Instructions for the task
Among the lines below, a stretch begins at the one with "Target — cat tree" and ends at the one with "Target — carpeted cat tree post". Repeat that stretch exactly, ends included.

Source material
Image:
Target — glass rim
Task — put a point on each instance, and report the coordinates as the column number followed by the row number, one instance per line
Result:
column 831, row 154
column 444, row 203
---
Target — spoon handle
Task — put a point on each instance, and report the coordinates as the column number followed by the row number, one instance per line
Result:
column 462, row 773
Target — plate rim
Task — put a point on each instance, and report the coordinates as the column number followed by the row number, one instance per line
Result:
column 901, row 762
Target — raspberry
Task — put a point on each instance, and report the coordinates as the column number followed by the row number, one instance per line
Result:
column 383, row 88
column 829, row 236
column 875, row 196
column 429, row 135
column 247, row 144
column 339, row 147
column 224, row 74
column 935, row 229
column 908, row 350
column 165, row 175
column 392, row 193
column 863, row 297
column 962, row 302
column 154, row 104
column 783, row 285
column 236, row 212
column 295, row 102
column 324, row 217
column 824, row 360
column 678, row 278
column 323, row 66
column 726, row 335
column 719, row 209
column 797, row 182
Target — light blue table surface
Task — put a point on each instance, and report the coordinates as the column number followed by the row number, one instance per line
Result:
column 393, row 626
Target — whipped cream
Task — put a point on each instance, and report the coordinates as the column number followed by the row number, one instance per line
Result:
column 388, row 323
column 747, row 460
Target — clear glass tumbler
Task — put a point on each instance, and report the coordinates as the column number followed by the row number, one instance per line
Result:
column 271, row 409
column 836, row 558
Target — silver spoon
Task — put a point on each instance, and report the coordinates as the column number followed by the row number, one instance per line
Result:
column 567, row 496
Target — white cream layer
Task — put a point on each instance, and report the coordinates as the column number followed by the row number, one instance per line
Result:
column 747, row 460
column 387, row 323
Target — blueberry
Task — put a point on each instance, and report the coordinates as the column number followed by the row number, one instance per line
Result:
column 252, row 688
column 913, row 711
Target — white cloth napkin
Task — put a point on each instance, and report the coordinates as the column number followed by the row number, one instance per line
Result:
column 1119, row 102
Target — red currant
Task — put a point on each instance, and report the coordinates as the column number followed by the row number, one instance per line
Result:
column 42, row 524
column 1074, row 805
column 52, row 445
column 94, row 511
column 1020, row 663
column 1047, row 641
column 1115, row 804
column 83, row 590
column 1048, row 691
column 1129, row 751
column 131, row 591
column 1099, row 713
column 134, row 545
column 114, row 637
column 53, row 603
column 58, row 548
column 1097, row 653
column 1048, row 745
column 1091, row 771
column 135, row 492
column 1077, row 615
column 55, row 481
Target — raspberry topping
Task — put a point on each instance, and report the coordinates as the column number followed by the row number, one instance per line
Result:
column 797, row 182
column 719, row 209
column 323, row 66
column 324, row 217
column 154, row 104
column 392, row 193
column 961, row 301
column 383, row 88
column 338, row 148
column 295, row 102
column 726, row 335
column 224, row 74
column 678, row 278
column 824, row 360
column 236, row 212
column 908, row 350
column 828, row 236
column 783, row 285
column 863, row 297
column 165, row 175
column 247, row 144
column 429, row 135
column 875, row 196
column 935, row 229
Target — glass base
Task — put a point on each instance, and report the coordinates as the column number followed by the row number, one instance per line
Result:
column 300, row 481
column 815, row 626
* * *
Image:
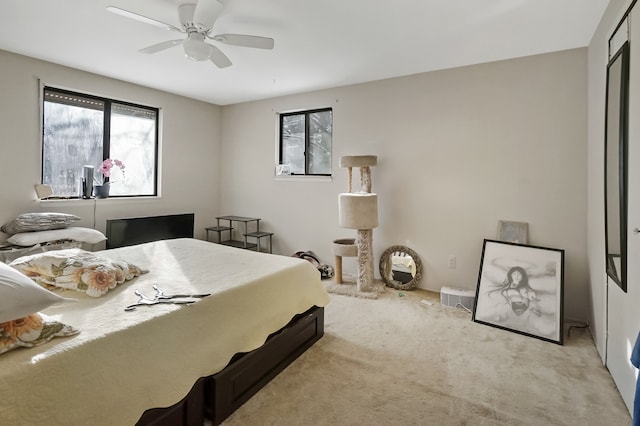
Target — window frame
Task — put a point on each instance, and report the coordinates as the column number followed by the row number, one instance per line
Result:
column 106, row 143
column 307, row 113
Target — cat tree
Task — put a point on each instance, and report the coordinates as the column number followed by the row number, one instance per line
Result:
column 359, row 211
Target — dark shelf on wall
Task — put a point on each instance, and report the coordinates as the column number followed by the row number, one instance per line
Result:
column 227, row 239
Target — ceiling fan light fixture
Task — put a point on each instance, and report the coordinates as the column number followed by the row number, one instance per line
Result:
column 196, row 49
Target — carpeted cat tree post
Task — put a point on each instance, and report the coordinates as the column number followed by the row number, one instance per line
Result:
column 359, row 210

Result for this exercise
Target — cat tree
Task — put a point on each instance, and report the coordinates as the column number followed by the row number, one instance per line
Result:
column 359, row 211
Target — dark shelf on wall
Task — put a point on each instance, and report the coordinates as the column number followed by the row number, one instance per line
Result:
column 227, row 239
Target — ceiling fan light fixture
Task — put a point on each instance, and report the coordinates as the column number followed by the row number, one instance per line
Result:
column 196, row 49
Target — carpeted cat tree post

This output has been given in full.